Data:
□ □ □ □ □ □ □
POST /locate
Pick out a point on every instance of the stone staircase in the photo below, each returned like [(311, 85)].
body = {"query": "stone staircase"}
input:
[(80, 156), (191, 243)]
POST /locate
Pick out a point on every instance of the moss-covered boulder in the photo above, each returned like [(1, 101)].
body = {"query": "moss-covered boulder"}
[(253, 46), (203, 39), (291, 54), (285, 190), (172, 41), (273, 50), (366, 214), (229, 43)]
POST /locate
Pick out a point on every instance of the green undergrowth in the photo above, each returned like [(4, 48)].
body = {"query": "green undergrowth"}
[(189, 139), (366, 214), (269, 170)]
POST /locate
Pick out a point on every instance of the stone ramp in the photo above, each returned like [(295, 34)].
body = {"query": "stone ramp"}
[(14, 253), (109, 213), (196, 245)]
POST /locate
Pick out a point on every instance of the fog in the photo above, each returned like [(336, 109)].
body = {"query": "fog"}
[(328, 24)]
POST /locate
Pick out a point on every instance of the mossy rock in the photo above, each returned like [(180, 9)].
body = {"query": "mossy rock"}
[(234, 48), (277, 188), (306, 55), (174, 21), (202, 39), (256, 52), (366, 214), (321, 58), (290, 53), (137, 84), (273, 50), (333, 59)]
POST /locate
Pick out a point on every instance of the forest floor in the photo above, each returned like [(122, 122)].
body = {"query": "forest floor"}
□ □ □ □ □ □ □
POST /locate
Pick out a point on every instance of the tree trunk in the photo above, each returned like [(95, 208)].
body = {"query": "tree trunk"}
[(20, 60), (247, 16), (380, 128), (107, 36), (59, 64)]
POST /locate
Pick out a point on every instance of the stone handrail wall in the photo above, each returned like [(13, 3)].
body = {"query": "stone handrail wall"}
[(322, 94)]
□ □ □ □ □ □ □
Work order:
In the records above, find each line that mentions the string "forest", then copy it.

Exercise solution:
Pick out a point on every instance of the forest floor in the photo above, each returned like [(122, 122)].
body = {"query": "forest floor"}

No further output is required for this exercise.